#### EXTRACT:

------------------------------------

When exposed to intense or unaccustomed exercises, muscles tend to get sore. This occurrence is normal and expected for any person who engages in grueling physical activities. Typically termed delayed onset muscle soreness (DOMS), this common medical condition peaks 24 hours to a maximum of 72 hours after engaging in exercise or physical activity. The process is common among people of various age groups and is backed by multiple researches; however, what many people do not understand is that muscle soreness is actually an inflammatory response caused by the breakdown of muscle tissue.
Emerging research within sports science and physiology has discovered how this seemingly common phenomenon of muscle soreness can be reduced or prevented. Findings include the use of various methods, including foam rolling, stretching, and even getting a massage.
Image Credit: WAYHOME Studio / Shutterstock Foam Rolling
Delayed onset muscle soreness is a type 1 muscle strain that produces muscle tenderness. Interventions in physical therapy could therefore be integrated post-exercise to reduce DOMS. An example of this is foam rolling, a process where individuals utilize their own body weight in order to exert pressure on the soft tissue. The friction created by the foam roller reduces pressure in the tissue and further reduces muscle soreness.
A study was conducted in order to examine the effectiveness of foam rolling as a recovery exercise to reduce muscle soreness. The research found that a 20-minute bout of foam rolling, immediately after exercise, on a high-density roller, and every 24 hours could indeed reduce muscle soreness and tenderness. This finding is consistent with a previous studies) that assert the benefits of foam rolling post-exercise.
Getting a Massage
As a prominent therapeutic measure to prevent muscle damage, massaging is widely used as a model for treating DOMS or any muscle damage brought about by strenuous exercise or physical activity. Several studies have attested to the effectivity of such method; in particular, research which concluded that a 30-minute therapeutic massage per leg after two hours of downhill running was effective in limiting DOMS. Meanwhile, further studies have concluded that coupling massages with stretching and warm-up activities could significantly reduce muscle soreness.
While massages are empirically proven to reduce DOMS, the method is still coupled with controversy due to the various exercise models that are available.. In addition to this, is the varying physiological response of individuals to physical activity.

------------------------------------

#### RECORDS:
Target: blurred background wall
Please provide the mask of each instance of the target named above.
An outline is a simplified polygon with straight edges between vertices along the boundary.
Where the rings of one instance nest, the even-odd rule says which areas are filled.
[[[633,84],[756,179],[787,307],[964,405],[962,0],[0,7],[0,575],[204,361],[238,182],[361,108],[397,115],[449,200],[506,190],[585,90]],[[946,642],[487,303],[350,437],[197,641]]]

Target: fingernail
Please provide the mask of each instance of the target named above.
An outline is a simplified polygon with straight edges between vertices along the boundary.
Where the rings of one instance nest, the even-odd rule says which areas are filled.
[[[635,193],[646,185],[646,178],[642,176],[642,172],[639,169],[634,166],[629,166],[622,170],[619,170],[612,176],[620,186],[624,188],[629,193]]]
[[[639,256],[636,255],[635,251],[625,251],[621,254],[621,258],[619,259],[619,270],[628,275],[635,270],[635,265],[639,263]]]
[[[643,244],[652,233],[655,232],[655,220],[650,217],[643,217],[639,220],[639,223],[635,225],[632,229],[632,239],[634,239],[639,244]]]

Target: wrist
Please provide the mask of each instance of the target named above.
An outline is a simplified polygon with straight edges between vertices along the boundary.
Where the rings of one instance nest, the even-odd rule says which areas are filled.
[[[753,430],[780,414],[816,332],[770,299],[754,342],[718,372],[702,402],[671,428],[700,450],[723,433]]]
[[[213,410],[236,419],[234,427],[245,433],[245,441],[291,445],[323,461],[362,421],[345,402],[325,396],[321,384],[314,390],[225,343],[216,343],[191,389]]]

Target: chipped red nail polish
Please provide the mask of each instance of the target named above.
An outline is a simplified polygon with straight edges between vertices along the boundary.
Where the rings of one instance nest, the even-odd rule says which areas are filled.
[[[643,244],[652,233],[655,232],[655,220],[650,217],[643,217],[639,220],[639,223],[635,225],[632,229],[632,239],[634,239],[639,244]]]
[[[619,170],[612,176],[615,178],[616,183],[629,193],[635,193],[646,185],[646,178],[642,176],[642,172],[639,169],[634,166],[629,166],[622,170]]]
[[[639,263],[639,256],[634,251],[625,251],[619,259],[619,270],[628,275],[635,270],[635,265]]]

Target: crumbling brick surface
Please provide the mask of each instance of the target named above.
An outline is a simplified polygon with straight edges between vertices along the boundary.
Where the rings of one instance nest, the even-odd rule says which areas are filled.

------------------------------------

#### COMPLETE THE FOLLOWING:
**A.** According to the text on muscle soreness, within what time frame after exercise does delayed onset muscle soreness peak?
**B.** Write a continuation of the text on reducing muscle soreness, beginning after its final sentence.

#### ANSWERS FOR THE TASKS:
**A.** 24 to 72 hours after exercise

**B.**
VIDEO The Misconception About Stretching
In many physical activities, stretching is facilitated in order to avoid any potential injuries and to ready the muscles for an upcoming blow of intense activity. However, it is argued that stretching is an unreliable method in alleviating and reducing muscle soreness post-workout. An empirical review of 12 randomized controlled trials which all investigated the usability of stretching, found that the activity posed little to no effect in improving muscle soreness even a week after the exercise.
While athletes and active individuals continue to use stretching within their routine, such methods may not effectively alleviate muscle soreness. Despite this, stretching could serve other functions, such as avoiding injuries which could be deemed salient in exercise.
Older studies within sports science have highlighted the potential use of antioxidants as a method for reducing muscle soreness. This hypothesis has led contemporary researchers to examine the usability of antioxidants in such process. In 2017, an empirical review of 50 studies examining antioxidant use and application was conducted.. All studies varied in terms of type and dosage, but all utilized antioxidant supplementation for a specified time period.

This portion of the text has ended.